* _Task goal_:
Carry on the passage about no longer separating work from life, picking up right after its last sentence.

* _Reading passage_:
※

‘Oh, we thought you stopped working, Jan Jacob. And we see you are still active. So we’re a bit confused. Please explain!’
This or similar messages reached me and us several times during the past year. It appears that some people thought I stopped all my systemic activities after the shareposium April 1 and 2 2023.
To stop working means I stopped organizing. And I realized that facilitating constellations, being with groups, exploring new systemic principles, that is not work for me.
It’s life itself.
I even do not feel distinction anymore between work and being free, on vacation, weekend or however one calls this. When I’m making hay in my meadow I need to be as concentrated as facilitating a constellation. It’s simply all about life.
Bert Hellinger wrote already a long time ago how strange it is to think in terms of work and vacation. On one of our walks, after he stopped being in seminars, I asked him: ‘Bert, how is it not to work anymore?’ He answered with his special smile: ‘Actually, I’m always working’. Now I start to understand what he meant.
Maybe it would be worthwhile to re-define ‘work’.

※

* _Material shown_:
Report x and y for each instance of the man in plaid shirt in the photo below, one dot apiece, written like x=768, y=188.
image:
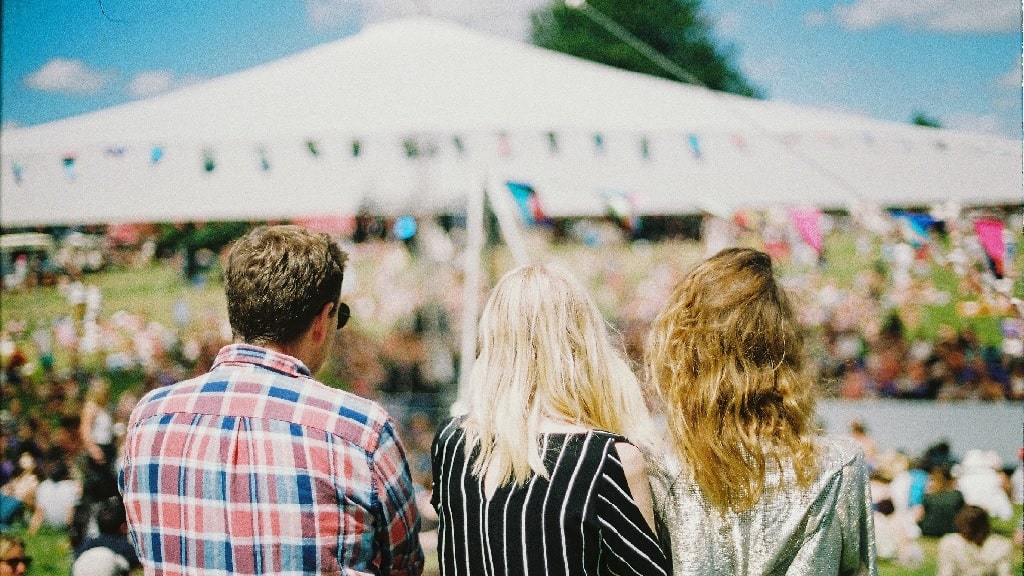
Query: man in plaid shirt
x=255, y=467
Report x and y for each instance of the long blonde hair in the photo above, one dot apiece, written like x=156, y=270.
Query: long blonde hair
x=545, y=352
x=726, y=355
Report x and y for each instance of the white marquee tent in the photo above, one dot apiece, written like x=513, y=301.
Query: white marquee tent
x=412, y=116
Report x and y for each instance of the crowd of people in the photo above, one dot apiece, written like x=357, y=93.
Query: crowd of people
x=62, y=427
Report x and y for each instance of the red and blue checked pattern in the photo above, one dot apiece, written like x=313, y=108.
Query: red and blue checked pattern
x=258, y=468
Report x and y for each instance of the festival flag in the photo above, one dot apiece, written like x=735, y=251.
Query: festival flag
x=990, y=235
x=645, y=148
x=694, y=146
x=808, y=222
x=528, y=202
x=739, y=142
x=913, y=227
x=553, y=142
x=621, y=207
x=69, y=164
x=264, y=159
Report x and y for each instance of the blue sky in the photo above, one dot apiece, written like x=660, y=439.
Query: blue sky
x=955, y=60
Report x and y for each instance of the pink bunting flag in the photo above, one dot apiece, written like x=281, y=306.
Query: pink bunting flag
x=808, y=222
x=990, y=235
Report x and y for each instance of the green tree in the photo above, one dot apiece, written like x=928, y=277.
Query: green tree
x=922, y=119
x=676, y=31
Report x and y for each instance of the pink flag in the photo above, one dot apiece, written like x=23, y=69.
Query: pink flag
x=990, y=235
x=808, y=222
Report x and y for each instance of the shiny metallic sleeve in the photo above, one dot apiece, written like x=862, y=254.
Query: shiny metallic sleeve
x=823, y=529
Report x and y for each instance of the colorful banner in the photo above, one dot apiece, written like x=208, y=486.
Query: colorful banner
x=990, y=235
x=913, y=227
x=528, y=202
x=808, y=222
x=621, y=206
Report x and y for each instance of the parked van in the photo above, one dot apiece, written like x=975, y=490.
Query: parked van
x=28, y=258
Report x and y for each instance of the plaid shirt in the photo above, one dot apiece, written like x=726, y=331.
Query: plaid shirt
x=255, y=467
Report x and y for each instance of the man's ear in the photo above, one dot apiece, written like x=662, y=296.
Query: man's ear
x=323, y=322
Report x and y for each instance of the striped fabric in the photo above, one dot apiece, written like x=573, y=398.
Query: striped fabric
x=582, y=521
x=257, y=468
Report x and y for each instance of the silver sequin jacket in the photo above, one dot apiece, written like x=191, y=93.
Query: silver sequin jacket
x=825, y=529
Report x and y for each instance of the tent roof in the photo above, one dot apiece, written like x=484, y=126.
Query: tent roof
x=435, y=109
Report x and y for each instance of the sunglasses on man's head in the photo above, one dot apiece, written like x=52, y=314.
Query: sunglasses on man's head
x=344, y=313
x=13, y=563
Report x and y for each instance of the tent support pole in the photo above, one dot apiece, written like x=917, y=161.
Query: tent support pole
x=471, y=294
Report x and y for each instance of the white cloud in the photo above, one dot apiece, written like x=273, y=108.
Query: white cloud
x=816, y=18
x=942, y=15
x=325, y=14
x=1012, y=78
x=985, y=123
x=69, y=76
x=151, y=83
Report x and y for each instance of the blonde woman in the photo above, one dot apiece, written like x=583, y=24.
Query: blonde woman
x=96, y=432
x=748, y=486
x=544, y=475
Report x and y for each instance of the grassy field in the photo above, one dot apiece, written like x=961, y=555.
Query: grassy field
x=154, y=291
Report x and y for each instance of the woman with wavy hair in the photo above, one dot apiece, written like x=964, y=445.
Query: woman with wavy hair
x=544, y=474
x=748, y=486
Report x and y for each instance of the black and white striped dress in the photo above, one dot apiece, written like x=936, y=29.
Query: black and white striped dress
x=581, y=521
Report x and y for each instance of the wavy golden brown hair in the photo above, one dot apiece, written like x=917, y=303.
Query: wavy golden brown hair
x=726, y=355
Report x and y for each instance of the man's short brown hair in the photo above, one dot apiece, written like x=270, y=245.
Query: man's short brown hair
x=278, y=279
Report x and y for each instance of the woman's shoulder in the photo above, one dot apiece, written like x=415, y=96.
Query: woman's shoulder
x=836, y=453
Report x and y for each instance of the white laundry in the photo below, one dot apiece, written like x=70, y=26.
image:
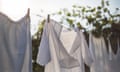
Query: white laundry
x=59, y=56
x=99, y=54
x=15, y=45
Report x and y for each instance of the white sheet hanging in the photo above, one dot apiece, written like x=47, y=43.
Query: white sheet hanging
x=15, y=45
x=58, y=59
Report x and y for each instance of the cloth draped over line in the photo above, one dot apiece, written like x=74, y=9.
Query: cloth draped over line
x=56, y=57
x=15, y=45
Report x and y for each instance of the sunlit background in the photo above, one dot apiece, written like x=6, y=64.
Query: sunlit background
x=15, y=9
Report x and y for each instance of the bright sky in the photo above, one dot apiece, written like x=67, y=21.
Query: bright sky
x=16, y=9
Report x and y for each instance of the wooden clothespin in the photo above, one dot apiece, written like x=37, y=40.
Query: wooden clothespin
x=48, y=18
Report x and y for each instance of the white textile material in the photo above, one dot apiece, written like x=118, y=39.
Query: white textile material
x=15, y=45
x=55, y=54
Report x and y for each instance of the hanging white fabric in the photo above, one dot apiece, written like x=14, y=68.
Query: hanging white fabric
x=59, y=59
x=15, y=45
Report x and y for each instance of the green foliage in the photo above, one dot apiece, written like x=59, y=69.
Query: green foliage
x=98, y=17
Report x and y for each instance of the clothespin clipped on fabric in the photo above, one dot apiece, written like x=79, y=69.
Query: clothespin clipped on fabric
x=48, y=18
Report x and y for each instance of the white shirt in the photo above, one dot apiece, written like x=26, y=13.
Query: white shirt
x=15, y=45
x=58, y=55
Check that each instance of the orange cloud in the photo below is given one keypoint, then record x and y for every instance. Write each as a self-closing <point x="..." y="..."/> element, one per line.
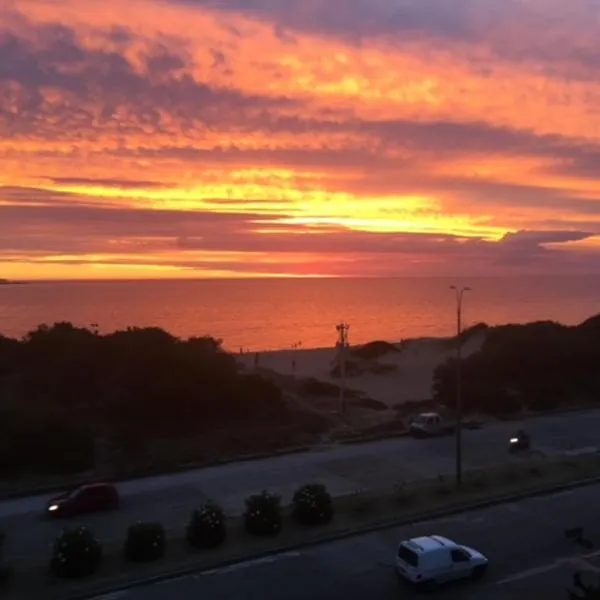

※

* _Answer for this exercise_:
For me, for you, for us, for our cultures. If we use the concept of ‘work’, we also create, without naming this, something like ‘not-work’. This would mean we create a polarity.
How meaningful and helpful is this polarity? Where, in history did this polarity emerge? To what was it an answer?
In my case the word ‘work’ and so the polarity, the opposing movements of ‘work’ and ‘not-work’ have a tendency to dissolve at all.
Organizing, or more precise my sense of responsibility when I organize, that is what stressed me, gave me nightmares or other demons at five AM. This way of organizing is what I don’t do anymore. With the result that the stress is gone and my creativity started to flow even stronger then before. A new book about transition is almost ready. There’s a lot of space to look at what’s happening in the world through a systemic lens, trying to understand what’s happening and sensing what would be meaningful to do.
As long as I can satisfy my curiosity, I’ll continue with activities that some people might call ‘work’.
Which activities? Paragliding, orchestrating construction projects, haymaking our meadow in order to support insects and biodiversity, facilitating systemic workshops and programs preferably with Dees and organized by Marloes in Transitionstudio or by others who invite us, writing blogs and books.
Curiosity keeps me alive and moving forward.
And more, curiosity is changing me, my patterns are shifting, how I meet other people is shifting, my fears are shifting, my appreciations are shifting.
With lots of dedication and love involved. Love for the world, love for nature, love for other human beings.
Where does yóur blood belong?
Let’s see where this all brings us and where we might meet again….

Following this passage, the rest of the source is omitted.